— begin —
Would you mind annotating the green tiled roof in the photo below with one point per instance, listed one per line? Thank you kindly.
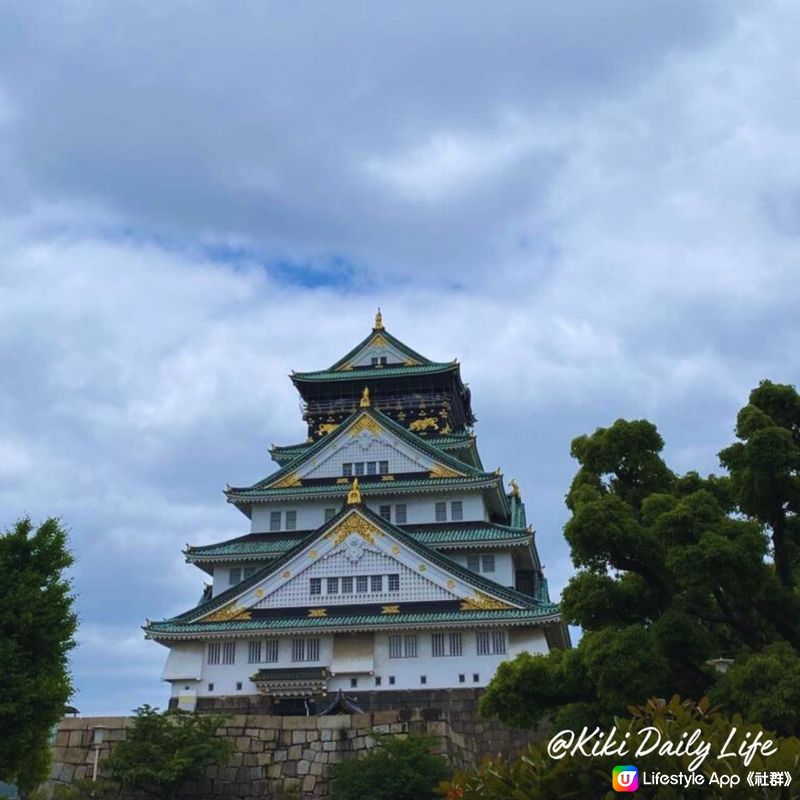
(544, 612)
(270, 545)
(470, 578)
(374, 373)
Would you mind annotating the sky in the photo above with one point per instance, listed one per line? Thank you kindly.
(594, 206)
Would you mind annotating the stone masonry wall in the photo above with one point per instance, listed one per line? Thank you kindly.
(288, 758)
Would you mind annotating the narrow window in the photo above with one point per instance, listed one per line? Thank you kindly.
(270, 650)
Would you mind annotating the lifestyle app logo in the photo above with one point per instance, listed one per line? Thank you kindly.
(625, 779)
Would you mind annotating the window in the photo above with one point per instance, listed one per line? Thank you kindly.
(270, 650)
(446, 644)
(494, 644)
(305, 650)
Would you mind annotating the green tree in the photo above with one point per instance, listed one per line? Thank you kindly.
(164, 751)
(669, 577)
(397, 769)
(37, 629)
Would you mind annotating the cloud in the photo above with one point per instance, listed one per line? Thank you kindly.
(593, 207)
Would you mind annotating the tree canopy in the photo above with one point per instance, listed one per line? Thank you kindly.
(673, 571)
(37, 629)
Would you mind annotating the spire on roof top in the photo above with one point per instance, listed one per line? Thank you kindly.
(354, 495)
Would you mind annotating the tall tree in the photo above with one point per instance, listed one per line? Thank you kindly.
(37, 628)
(669, 577)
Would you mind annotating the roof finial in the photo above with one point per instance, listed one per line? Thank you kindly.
(354, 495)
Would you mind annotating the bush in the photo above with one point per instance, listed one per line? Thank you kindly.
(397, 769)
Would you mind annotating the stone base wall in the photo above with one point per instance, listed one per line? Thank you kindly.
(289, 758)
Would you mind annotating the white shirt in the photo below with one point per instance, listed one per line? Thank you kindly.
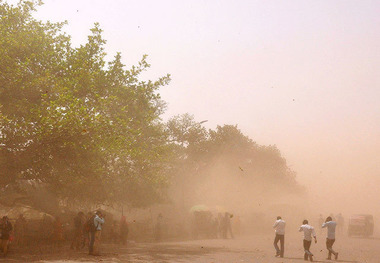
(308, 231)
(331, 225)
(98, 222)
(279, 227)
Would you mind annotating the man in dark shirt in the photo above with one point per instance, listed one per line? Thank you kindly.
(6, 228)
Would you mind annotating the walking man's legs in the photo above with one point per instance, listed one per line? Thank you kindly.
(282, 243)
(306, 246)
(276, 239)
(91, 244)
(96, 249)
(329, 244)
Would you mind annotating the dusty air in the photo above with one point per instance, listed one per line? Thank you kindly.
(189, 131)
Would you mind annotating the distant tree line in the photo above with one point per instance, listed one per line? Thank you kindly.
(89, 131)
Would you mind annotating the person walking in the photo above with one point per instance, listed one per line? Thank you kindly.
(98, 222)
(279, 227)
(6, 229)
(308, 233)
(78, 231)
(124, 229)
(330, 240)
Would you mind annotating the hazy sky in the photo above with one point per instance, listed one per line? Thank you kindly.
(303, 75)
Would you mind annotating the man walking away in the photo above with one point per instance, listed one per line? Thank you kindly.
(279, 227)
(98, 222)
(6, 228)
(78, 231)
(331, 226)
(308, 232)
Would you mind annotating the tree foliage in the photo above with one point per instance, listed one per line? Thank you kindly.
(87, 129)
(218, 165)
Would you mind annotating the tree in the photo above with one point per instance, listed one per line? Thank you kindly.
(224, 166)
(88, 130)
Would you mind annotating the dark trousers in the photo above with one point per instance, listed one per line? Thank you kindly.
(280, 238)
(306, 247)
(92, 240)
(329, 244)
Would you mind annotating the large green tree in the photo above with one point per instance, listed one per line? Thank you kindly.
(224, 166)
(87, 130)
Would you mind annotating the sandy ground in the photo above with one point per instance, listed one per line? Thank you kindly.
(242, 249)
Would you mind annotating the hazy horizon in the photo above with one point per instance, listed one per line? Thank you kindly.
(302, 75)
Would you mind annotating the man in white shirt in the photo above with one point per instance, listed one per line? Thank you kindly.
(308, 233)
(98, 222)
(331, 226)
(279, 227)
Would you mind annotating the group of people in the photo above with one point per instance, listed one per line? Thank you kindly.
(308, 235)
(6, 232)
(88, 230)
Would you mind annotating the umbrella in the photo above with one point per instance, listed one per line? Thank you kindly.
(219, 209)
(199, 208)
(29, 213)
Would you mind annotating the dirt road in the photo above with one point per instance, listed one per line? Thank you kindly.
(256, 249)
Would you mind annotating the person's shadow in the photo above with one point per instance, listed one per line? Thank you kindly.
(325, 261)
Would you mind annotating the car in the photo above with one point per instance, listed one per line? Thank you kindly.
— end —
EXERCISE: Please copy out all the entries above, swapping "Would you mind annotating" for "Could you mark" everywhere and changing nothing else. Leave the pictures out.

ANSWER TO THE PROBLEM:
Could you mark the green tiled roof in the photo below with one point per instance, listed one per line? Thank you kindly.
(544, 612)
(270, 545)
(470, 578)
(374, 373)
Could you mark the sky in the photo above with one point per instance, listed one per line? Thank you kindly.
(594, 206)
Could you mark the stone masonry wall in the photo above with one point per instance, listed one per line? Thank you kindly.
(288, 758)
Could you mark the narrow window in the photo above with one point per instance, listed one per line? Thank you kindly.
(270, 650)
Could you mark the lifestyle app logo in the photo above with one point per instance, listed one per line? Thank you kindly.
(625, 779)
Could you mark the window in the photo above with one point per instance, listed one per line? Thank you kindly.
(270, 650)
(446, 644)
(494, 644)
(305, 650)
Could you mark the green tree in the photo above with one point per instance, listed one per line? Thank you kindly.
(164, 751)
(669, 577)
(397, 769)
(37, 629)
Could you mark the cloud in the photo above with one point per instance, listed one per line? Thank you kindly.
(593, 207)
Could you mark the tree canopy in the photo above with one point per instance, listed one per line? Thank you kindly.
(673, 571)
(37, 629)
Could you mark the spire on roof top in the photo above with one point per instance, listed one per line? Thank you kindly.
(354, 495)
Could you mark the tall tree in the photo above with one point per instance, listed one per line? Thank you kindly.
(37, 628)
(669, 577)
Could you mark the roof finial in the photo above with one point per instance, listed one per line? Thank you kindly.
(354, 495)
Could you mark the bush in the photo above with one point per instance, listed one per line? Thank you kindly.
(397, 769)
Could you mark the stone base wall in the photo above with one point per instance, listed one per line? Thank you kindly.
(289, 758)
Could you mark the white shirt in the photo below with one point per instance, listed one per line? Thank you kindly.
(308, 231)
(331, 225)
(98, 222)
(279, 227)
Could you mark the man in dark shirt in the photo above with one point per instance, listed one per line? Thank you kindly.
(6, 228)
Could you mark the walking man's legs in the photo above with one point per instance, listed one per line? Thank you kindly.
(282, 243)
(306, 246)
(276, 239)
(91, 244)
(96, 249)
(329, 244)
Could you mark the dusty air in the photo above with one point per instance, listed one per line? Thank you kindly.
(189, 131)
Could you mark the distant tree line in the photo above with one point per instance, listed one per line? Thank you kindly.
(89, 131)
Could you mark the person walking in the photo above with one point per instance, listed one per line? Thank you kindly.
(98, 222)
(279, 227)
(6, 229)
(308, 233)
(78, 231)
(124, 229)
(330, 240)
Could you mark the hazy sky in the photo above with one point per instance, listed one per line? Thank you kindly.
(303, 75)
Could you mark the man walking away in the photo above with one point per instance, listed one per line? Thank you kindly.
(279, 227)
(98, 222)
(6, 228)
(78, 231)
(331, 226)
(308, 232)
Could you mark the tree foliage in the photo above with one point per instance, listed one per line? Thank you kindly.
(87, 129)
(218, 165)
Could you mark the tree in the photo above with one point per instance, listed one per line? Thank you kindly.
(224, 166)
(88, 130)
Could you mark the dark trousers in the photo above with one point per instance, listed one per line? Thank you kindly.
(280, 238)
(306, 247)
(92, 240)
(329, 244)
Could you mark the large green tree in the photo above with one point per instance, listed one per line? Thank you kindly.
(224, 166)
(87, 130)
Could you mark the sandy ground in the photo above with one point per instance, listed one per line? Thank you kindly.
(242, 249)
Could you mark the hazy horizon in the photo above with one point per instance, listed one per line? Thank you kindly.
(302, 75)
Could you mark the man in white shirt in the photo above with one point per instance, listed one per line? Thank you kindly.
(308, 233)
(98, 222)
(331, 226)
(279, 227)
Could you mark the group of people in the photo above with one point per instance, listed one per line? Thank you kindly.
(308, 235)
(6, 232)
(88, 230)
Could you mark the umbrella in the photo above with one point per instance, listed one per line? Thank you kindly.
(219, 209)
(199, 208)
(29, 213)
Could you mark the dirt road in the photo above with one point per instance, listed one per line? Thank you kindly.
(256, 249)
Could you mark the person's shadow in the photo above with one point per instance, listed one per line? Thank you kindly.
(325, 261)
Could you mark the car in the photo above with one point per instance, listed one per line? Thank you kindly.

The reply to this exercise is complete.